■ AIM OF THE EXERCISE:
The required result is the exact run of lines beginning at the one containing "Mark the mowed" and ending at the last line of the entries.

■ PROVIDED DATA:
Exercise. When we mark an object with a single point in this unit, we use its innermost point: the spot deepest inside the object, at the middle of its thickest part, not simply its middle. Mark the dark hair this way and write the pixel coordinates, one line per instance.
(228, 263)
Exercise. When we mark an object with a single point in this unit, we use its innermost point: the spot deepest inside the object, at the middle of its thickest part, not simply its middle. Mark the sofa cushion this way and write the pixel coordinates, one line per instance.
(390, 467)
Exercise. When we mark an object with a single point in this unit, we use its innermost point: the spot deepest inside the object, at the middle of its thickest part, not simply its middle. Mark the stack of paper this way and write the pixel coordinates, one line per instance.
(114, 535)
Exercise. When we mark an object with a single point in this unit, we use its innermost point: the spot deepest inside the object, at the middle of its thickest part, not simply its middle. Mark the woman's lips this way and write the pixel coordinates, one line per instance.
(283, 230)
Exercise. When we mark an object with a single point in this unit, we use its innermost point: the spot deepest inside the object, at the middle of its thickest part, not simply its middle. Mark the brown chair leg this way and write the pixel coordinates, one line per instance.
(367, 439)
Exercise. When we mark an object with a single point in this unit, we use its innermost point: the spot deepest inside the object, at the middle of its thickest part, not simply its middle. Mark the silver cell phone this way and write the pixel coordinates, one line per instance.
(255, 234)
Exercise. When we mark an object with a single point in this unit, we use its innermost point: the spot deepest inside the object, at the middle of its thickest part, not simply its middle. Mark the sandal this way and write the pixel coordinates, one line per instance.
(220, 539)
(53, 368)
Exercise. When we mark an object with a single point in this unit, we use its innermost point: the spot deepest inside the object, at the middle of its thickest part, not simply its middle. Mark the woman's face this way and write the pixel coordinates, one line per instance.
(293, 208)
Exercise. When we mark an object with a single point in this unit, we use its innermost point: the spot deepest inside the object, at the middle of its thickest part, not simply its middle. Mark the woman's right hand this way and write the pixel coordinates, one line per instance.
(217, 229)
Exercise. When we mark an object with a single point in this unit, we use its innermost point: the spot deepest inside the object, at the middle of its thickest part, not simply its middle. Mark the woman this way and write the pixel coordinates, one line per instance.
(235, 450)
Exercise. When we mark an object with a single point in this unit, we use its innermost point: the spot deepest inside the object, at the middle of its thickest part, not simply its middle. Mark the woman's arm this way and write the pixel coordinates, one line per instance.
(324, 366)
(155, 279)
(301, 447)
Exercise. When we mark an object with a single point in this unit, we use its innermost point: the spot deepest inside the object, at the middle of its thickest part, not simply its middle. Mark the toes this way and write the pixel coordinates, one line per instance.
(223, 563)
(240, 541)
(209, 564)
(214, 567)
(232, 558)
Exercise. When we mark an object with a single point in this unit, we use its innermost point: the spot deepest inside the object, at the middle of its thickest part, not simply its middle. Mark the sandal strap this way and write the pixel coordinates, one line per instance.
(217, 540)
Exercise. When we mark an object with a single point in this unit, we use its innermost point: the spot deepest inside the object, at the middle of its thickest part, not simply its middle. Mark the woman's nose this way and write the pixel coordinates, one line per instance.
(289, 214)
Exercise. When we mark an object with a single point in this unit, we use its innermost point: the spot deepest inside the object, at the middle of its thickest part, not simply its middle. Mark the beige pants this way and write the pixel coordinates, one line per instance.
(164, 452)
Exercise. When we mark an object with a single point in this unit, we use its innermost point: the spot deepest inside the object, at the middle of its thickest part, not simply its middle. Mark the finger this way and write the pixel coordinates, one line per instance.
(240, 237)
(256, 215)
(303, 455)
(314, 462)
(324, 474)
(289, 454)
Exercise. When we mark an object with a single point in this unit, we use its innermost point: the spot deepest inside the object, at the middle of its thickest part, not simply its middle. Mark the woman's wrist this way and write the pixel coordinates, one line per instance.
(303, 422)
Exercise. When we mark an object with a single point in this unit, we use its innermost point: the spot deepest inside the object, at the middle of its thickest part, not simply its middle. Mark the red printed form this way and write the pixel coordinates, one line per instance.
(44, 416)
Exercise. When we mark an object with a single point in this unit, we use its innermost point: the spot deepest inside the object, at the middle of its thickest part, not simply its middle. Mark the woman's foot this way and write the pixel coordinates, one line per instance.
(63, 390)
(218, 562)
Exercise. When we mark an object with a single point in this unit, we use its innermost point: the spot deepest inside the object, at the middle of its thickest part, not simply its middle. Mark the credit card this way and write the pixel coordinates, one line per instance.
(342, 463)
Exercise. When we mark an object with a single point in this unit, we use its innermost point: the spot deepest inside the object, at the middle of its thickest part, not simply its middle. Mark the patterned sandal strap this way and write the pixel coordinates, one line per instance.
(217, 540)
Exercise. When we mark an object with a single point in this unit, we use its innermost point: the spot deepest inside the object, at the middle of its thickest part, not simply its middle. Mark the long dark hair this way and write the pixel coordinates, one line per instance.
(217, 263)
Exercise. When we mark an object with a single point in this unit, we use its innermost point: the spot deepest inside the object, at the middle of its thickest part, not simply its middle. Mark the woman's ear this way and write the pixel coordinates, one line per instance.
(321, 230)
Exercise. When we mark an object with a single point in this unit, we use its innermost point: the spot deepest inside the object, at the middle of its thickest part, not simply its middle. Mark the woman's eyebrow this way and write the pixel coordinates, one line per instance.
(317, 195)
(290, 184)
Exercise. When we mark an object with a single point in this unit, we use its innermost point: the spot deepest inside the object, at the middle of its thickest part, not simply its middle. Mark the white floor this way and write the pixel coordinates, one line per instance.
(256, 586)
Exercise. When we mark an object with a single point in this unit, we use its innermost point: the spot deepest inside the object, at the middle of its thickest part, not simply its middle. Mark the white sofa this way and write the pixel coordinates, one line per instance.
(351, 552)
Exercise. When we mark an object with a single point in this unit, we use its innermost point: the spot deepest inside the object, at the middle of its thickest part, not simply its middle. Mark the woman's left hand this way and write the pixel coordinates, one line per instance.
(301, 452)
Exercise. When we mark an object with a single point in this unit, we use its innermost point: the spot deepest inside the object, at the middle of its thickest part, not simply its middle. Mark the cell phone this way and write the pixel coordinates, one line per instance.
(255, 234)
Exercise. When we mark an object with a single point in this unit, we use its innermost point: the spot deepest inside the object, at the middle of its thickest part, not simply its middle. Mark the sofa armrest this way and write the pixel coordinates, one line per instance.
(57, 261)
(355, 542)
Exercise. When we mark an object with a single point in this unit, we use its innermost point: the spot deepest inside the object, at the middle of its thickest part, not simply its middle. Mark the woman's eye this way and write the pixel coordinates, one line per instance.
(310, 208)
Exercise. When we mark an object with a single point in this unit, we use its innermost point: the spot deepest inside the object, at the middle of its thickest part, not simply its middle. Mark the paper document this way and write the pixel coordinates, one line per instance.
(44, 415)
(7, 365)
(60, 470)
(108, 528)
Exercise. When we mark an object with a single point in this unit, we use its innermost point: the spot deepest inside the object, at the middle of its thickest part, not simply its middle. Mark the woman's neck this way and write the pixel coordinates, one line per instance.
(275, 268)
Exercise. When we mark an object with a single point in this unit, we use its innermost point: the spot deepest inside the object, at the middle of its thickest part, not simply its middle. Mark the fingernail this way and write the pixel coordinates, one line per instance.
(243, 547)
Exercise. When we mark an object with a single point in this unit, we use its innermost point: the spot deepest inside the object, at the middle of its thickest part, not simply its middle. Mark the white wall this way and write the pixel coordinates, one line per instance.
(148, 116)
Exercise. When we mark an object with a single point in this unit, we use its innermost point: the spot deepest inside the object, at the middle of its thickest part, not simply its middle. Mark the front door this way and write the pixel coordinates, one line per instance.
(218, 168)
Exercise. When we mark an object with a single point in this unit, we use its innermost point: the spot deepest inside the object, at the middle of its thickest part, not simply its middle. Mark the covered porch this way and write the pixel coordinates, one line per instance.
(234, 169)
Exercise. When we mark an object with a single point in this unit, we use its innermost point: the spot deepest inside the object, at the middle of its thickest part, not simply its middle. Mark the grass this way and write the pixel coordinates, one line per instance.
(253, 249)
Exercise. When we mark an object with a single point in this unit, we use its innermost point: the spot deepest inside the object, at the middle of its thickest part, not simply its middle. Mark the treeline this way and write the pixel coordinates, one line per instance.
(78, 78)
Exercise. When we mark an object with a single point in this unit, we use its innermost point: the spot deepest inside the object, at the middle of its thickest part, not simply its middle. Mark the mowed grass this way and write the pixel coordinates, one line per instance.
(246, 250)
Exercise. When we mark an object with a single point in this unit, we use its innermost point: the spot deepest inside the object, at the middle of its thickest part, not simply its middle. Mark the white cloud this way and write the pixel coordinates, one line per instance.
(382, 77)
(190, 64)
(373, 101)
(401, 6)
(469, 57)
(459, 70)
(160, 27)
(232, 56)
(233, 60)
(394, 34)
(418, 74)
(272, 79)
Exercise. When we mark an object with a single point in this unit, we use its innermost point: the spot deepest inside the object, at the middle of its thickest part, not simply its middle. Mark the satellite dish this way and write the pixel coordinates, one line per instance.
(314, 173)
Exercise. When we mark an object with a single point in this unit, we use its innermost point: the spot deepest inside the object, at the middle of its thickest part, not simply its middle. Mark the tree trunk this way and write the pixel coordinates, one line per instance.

■ REPLY:
Exercise. When we mark an object with a single point in this unit, we use its innermost point: the spot deepest inside the object, at the middle of its thickest part, not simply its middle. Mark the mowed grass this way and write the pixel coordinates, one line per instance.
(246, 250)
Exercise. When we mark an object with a single point in this unit, we use its innermost point: the spot deepest inside the object, at the middle of its thickest part, not simply its middle. Mark the white cloud this way and write the pixel coordinates, one line per instance.
(382, 77)
(190, 64)
(373, 101)
(401, 6)
(469, 57)
(459, 70)
(160, 27)
(232, 56)
(233, 60)
(394, 34)
(418, 74)
(272, 79)
Exercise. When we mark an object with a single point in this unit, we use its innermost point: the spot deepest inside the object, at the middle of its thickest part, not simply its middle. Mark the satellite dish this way and write the pixel coordinates, one line per instance.
(314, 173)
Exercise. When we mark an object with a single point in this unit, we use its innermost point: the spot deepest inside the object, at the middle of its thickest part, not simply its middle. Mark the tree trunk this way and write the pixel coordinates, one line per instance.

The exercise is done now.